Bagian Teks →

>>>

Berbicara tentang Komando Jihad, tidak bisa lepas dari gerakan NII (DI/TII) pimpinan SM Kartosoewirjo (SMK). Karena, seluruh tokoh penting yang terlibat di dalam gerakan Komando Jihad ini, adalah petinggi NII (DI/TII) pimpinan SMK yang dieksekusi pada September 1962 di sebuah pulau di Teluk Jakarta.

Boleh dibilang, gerakan Komando Jihad merupakan salah satu bentuk petualangan politik para pengikut SMK pasca dieksekusinya sang imam. Sebelumnya, pada Agustus 1962, seluruh warga NII (DI/TII) yang jumlahnya mencapai ribuan orang, mendapat amnesti dari pemerintah. Termasuk, 32 petinggi NII (DI/TII) dari sayap militer, belum termasuk Haji Isma’il Pranoto (Hispran) dan anak buahnya, yang baru turun gunung (menyerah kalah kepada pasukan Ali Moertopo) pada 1974.


Dari 32 petinggi NII (DI/TII) yang telah menyerah[1] kepada pihak Soekarno tanggal 1 Agustus 1962 itu, sebagian besar menyatakan ikrar bersama, yang isinya:

“Demi Allah, akan setia kepada Pemerintah RI dan tunduk kepada UUD RI 1945. Setia kepada Manifesto Politik RI, Usdek, Djarek yang telah menjadi garis besar haluan politik Negara RI. Sanggup menyerahkan tenaga dan pikiran kami guna membantu Pemerintah RI cq alat-alat Negara RI. Selalu berusaha menjadi warga Negara RI yang taat baik dan berguna dengan dijiwai Pantja Sila.” [2]


Sebagian kecil di antara mereka tidak mau bersumpah setia, yaitu Djadja Sudjadi, Kadar Shalihat, Abdullah Munir, Kamaluzzaman, dan Sabur. Dengan adanya ikrar tersebut, maka kesetiaan mereka kepada sang Imam telah bergeser, sekaligus mengindikasikan bahwa sebagai sebuah gerakan berbasis ideologi Islam, NII (DI/TII) sudah gagal total. Dan sisa-sisa gerakan NII pada saat itu (1962) dapat dikata sudah hancur lebur basis keberadaannya. Setelah tiga tahun vakum, ada di antara mereka yang berusaha bangkit melanjutkan perjuangan, namun dengan meninggalkan karakter militeristik dan mengabaikan struktur organisasi kenegaraan NII. Mereka inilah yang meski sudah menerima amnesti namun tidak mau bersumpah-setia sebagaimana dilakukan oleh sebagian besar mantan petinggi NII lainnya.

<<<

Cuplikan Data →
>>>

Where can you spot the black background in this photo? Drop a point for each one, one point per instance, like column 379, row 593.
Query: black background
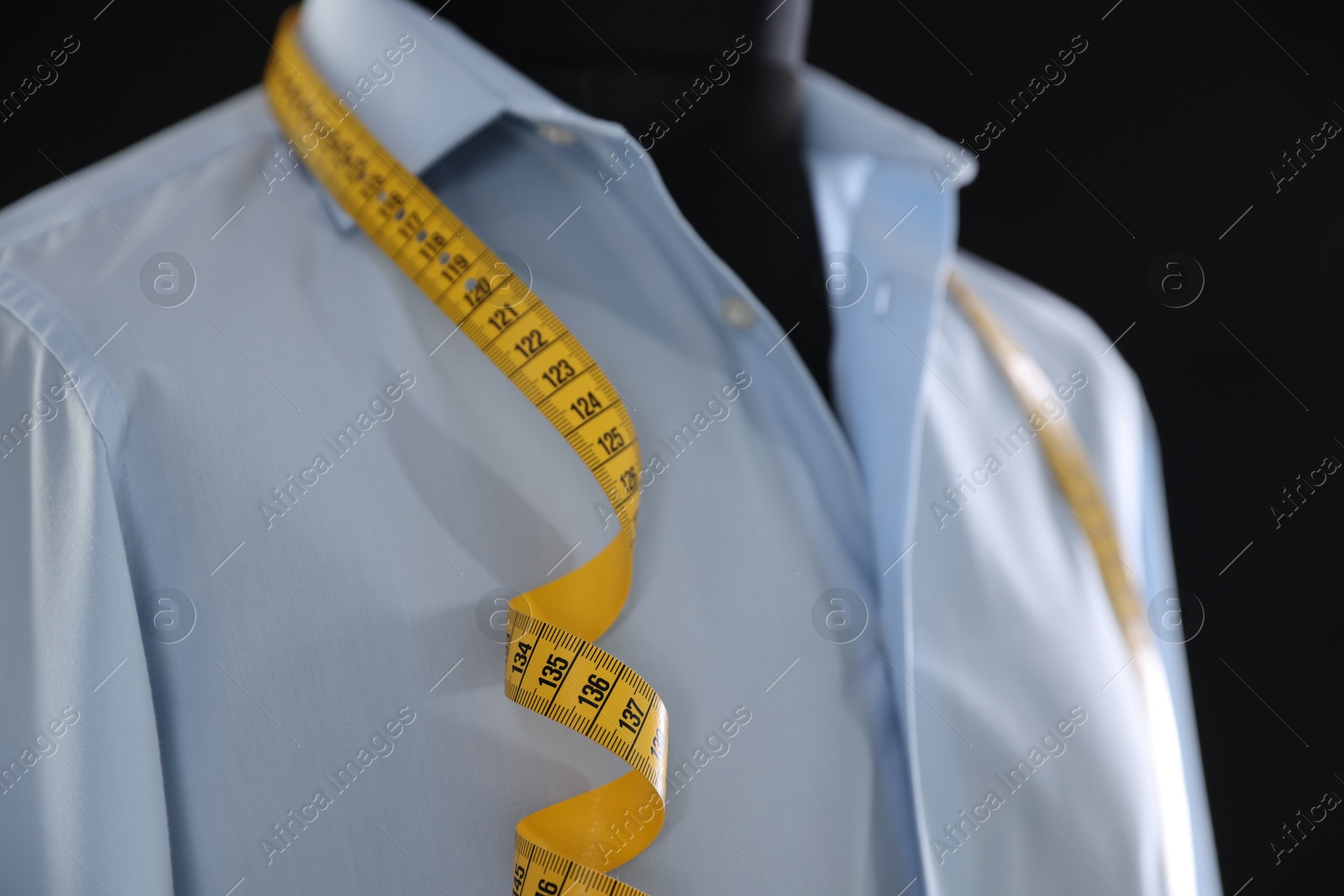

<<<

Daftar Tugas →
A: Tampilkan tanpa perubahan bagian teks tentang Komando Jihad, mulai dari "Berbicara tentang Komando" dan berakhir pada "di Teluk Jakarta.".
B: Menurut teks tentang Komando Jihad, mengapa pembahasan Komando Jihad tidak bisa dilepaskan dari gerakan NII (DI/TII)? Jawab dalam satu sampai tiga kalimat.
C: Teruskan teks tentang Komando Jihad, dimulai setelah kalimat terakhirnya.
Data di atas tidak diperlukan untuk mengerjakan apa pun di sini.

Jawaban →
A:
Berbicara tentang Komando Jihad, tidak bisa lepas dari gerakan NII (DI/TII) pimpinan SM Kartosoewirjo (SMK). Karena, seluruh tokoh penting yang terlibat di dalam gerakan Komando Jihad ini, adalah petinggi NII (DI/TII) pimpinan SMK yang dieksekusi pada September 1962 di sebuah pulau di Teluk Jakarta.

B: Seluruh tokoh penting yang terlibat dalam gerakan Komando Jihad adalah petinggi NII (DI/TII) pimpinan SM Kartosoewirjo. Kartosoewirjo sendiri dieksekusi pada September 1962 di sebuah pulau di Teluk Jakarta.

C:
Gerakan tersebut menamakan diri sebagai gerakan NII Fillah (bersifat Non Struktural). Kepemimpinan gerakan dijalankan secara kolektif oleh Kadar Shalihat dan Djadja Sudjadi. Munculnya kelompok Fillah atau NII non struktural ini, ditanggapi serius oleh pihak militer NKRI. Yaitu, dengan menciptakan “keseimbangan”, dengan cara melakukan penggalangan kepada para mantan “mujahid” NII yang pernah diberi amnesti dan telah bersumpah setia pada Agustus 1962 lalu. Melalui jalur dan kebijakan Intelejen, pihak militer memberikan santunan ekonomi sebagai bentuk welfare approach (pendekatan kesejahteraan) kepada seluruh mantan “mujahid” petinggi NII yang menyerah dan memilih menjadi desertir sayap militer NII.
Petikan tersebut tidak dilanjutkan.